→ Task requirements
Could each record be restated word for word?

(Saved data entries)
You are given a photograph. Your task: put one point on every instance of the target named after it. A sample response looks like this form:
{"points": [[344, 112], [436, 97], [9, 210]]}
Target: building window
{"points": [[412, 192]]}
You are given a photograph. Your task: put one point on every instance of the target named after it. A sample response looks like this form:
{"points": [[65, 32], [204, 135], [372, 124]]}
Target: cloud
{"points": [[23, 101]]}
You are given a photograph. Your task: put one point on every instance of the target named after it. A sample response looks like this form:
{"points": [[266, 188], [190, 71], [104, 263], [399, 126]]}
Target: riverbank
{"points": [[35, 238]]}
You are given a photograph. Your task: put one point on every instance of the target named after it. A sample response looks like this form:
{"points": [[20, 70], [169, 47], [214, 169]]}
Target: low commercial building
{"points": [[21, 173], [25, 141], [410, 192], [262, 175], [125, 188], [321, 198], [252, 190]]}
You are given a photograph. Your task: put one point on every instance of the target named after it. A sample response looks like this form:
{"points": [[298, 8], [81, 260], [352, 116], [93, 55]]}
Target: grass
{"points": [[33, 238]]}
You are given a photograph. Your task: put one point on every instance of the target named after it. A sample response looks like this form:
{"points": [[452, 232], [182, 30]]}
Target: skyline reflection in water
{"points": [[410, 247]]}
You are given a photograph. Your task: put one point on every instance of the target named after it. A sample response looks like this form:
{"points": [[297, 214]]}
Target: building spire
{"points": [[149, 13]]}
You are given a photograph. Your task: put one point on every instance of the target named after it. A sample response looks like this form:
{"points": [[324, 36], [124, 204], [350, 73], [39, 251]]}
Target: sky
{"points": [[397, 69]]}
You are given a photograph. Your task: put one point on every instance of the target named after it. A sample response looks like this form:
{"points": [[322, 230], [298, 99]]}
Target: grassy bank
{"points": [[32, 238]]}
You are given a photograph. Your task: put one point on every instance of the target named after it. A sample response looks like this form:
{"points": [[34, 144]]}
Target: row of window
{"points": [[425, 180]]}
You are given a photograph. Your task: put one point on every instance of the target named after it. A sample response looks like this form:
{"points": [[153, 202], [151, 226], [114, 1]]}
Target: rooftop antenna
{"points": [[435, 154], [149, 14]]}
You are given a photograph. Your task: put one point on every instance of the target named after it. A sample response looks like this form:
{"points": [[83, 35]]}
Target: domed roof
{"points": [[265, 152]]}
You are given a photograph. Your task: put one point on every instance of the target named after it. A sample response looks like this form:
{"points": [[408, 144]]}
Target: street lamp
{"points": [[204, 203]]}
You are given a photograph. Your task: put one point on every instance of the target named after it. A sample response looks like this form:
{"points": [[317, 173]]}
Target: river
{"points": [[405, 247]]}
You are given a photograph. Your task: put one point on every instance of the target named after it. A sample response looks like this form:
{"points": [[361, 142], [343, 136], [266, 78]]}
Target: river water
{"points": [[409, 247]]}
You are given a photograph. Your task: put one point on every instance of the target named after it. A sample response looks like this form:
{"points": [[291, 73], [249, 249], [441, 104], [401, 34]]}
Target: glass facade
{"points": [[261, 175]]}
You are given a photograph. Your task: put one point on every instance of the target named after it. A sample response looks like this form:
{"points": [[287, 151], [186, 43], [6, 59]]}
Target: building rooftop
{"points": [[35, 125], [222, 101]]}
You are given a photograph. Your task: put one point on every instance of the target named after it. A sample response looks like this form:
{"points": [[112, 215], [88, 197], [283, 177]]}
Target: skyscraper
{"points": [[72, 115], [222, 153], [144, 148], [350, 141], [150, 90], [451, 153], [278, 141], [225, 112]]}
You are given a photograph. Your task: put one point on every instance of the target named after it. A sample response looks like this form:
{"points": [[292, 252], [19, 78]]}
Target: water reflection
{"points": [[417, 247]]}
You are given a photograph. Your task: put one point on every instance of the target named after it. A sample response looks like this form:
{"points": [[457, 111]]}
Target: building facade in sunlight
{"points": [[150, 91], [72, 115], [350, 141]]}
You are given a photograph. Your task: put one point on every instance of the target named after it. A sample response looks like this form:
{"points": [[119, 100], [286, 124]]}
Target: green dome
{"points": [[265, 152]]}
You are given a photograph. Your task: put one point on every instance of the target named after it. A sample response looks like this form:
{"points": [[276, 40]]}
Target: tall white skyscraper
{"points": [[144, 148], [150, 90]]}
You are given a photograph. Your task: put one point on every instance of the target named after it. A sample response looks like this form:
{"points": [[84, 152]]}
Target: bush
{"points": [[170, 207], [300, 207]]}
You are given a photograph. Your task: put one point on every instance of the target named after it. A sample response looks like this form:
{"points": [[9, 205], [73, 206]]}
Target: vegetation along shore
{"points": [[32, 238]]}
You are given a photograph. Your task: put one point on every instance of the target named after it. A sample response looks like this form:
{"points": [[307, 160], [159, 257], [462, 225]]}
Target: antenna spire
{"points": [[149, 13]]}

→ Task response
You are given a photograph. Your task: put one point on every instance of the target named after it. A sample response looks like this form:
{"points": [[344, 112], [436, 97], [9, 210]]}
Target: building window
{"points": [[412, 192]]}
You are given a photograph. Your task: put one point on every instance of the target named after it. A sample response looks like this form:
{"points": [[65, 32], [204, 135], [372, 124]]}
Target: cloud
{"points": [[23, 101]]}
You are given a photograph. Your task: put one point on every instance of the target named after it. A sample response looks like this form:
{"points": [[266, 188], [190, 71], [104, 263], [399, 126]]}
Target: riverbank
{"points": [[35, 238]]}
You are given a photograph. Your task: put one point on every instance of the target named after it. A sample response looks like this form:
{"points": [[20, 70], [169, 47], [214, 169]]}
Target: low commercial building
{"points": [[21, 173], [25, 141], [410, 192], [262, 175], [125, 188], [321, 198], [252, 190]]}
You are given a photograph. Your task: put one point on every instance of the target named after it. A sample response looks like this form:
{"points": [[298, 8], [81, 260], [352, 116], [93, 55]]}
Target: grass
{"points": [[33, 238]]}
You are given a photograph. Your task: put one point on every instance of the target named after it. A sample response looks like this form:
{"points": [[452, 232], [182, 30]]}
Target: skyline reflection in water
{"points": [[410, 247]]}
You are given a photograph. Your task: put one point on every instance of the target named after it. A sample response looks like this form:
{"points": [[297, 214]]}
Target: building spire
{"points": [[149, 13]]}
You are given a photograph. Your task: put one point on every instance of the target named after it. A sample response looks like this form:
{"points": [[324, 36], [124, 204], [350, 73], [39, 251]]}
Target: sky
{"points": [[397, 69]]}
You are given a photograph. Your task: put one point on every instance of the target named after it. A sample response looks like this form:
{"points": [[322, 230], [298, 99]]}
Target: grassy bank
{"points": [[32, 238]]}
You are given a photograph. Your task: put one point on every instance of the target named after it. A sample response looks like this form:
{"points": [[34, 144]]}
Target: row of window
{"points": [[425, 180]]}
You are given a photograph. Your task: put one point on every instance of the target named after it. A sample response looks like this form:
{"points": [[153, 202], [151, 226], [114, 1]]}
Target: rooftop antenna
{"points": [[435, 154], [149, 14]]}
You are given a photograph. Your task: put one point on every instance of the target named after it. A sample response looks like this form:
{"points": [[83, 35]]}
Target: domed roof
{"points": [[265, 152]]}
You are given a photograph. Your task: put one point on every instance of the target named after it. A sample response looks like this form:
{"points": [[408, 144]]}
Target: street lamp
{"points": [[204, 203]]}
You are given a photograph. Your task: put one point on every instance of the target named after it. A sample response looks like this form:
{"points": [[317, 173]]}
Target: river
{"points": [[405, 247]]}
You are given a photograph. Your task: put one point on every instance of the target named after it. A sample response looks like this form:
{"points": [[361, 142], [343, 136], [266, 78]]}
Target: river water
{"points": [[409, 247]]}
You are given a photograph. Your task: put one point on every instance of the target named after it. A sample response looks like this form:
{"points": [[291, 73], [249, 249], [441, 104], [401, 34]]}
Target: glass facade
{"points": [[261, 175]]}
You are given a photograph. Your task: put one point on every instance of the target named after it. A sample response looks like this form:
{"points": [[287, 151], [186, 43], [6, 59]]}
Target: building rooftop
{"points": [[35, 125], [222, 101]]}
You are given a photograph. Your task: put one point on every instance of the target named after it. A sample response looks like this form:
{"points": [[112, 215], [88, 197], [283, 177]]}
Target: skyscraper
{"points": [[72, 115], [222, 153], [144, 148], [350, 141], [150, 90], [451, 153], [278, 141], [225, 112]]}
You are given a photograph. Your task: put one point on every instance of the target named after it. A sample response looks like this form:
{"points": [[292, 252], [19, 78]]}
Target: water reflection
{"points": [[417, 247]]}
You are given a photograph. Your task: put one point on every instance of the target named after it. A sample response looks like this form:
{"points": [[457, 111]]}
Target: building facade in sunlight
{"points": [[150, 91], [72, 115], [350, 141]]}
You are given a photograph. Your task: put one point on every instance of the target named after it. A sample response looks like this form:
{"points": [[119, 100], [286, 124]]}
Target: green dome
{"points": [[265, 152]]}
You are given a photograph. Your task: put one point on every instance of the target named after it. A sample response looks like this form:
{"points": [[276, 40]]}
Target: tall white skyscraper
{"points": [[144, 148], [150, 90]]}
You are given a photograph. Your task: put one point on every instance of the target named after it. A sample response looks like this form:
{"points": [[84, 152]]}
Target: bush
{"points": [[170, 207], [300, 207]]}
You are given a photograph. Your task: put one point on every instance of the target named after it. A sample response looks like this form:
{"points": [[9, 205], [73, 206]]}
Target: vegetation along shore
{"points": [[32, 238]]}
You are given a photograph. Your task: put one point on every instance of the target named after it. A sample response looks like this form:
{"points": [[307, 160], [159, 257], [462, 225]]}
Target: antenna spire
{"points": [[149, 13]]}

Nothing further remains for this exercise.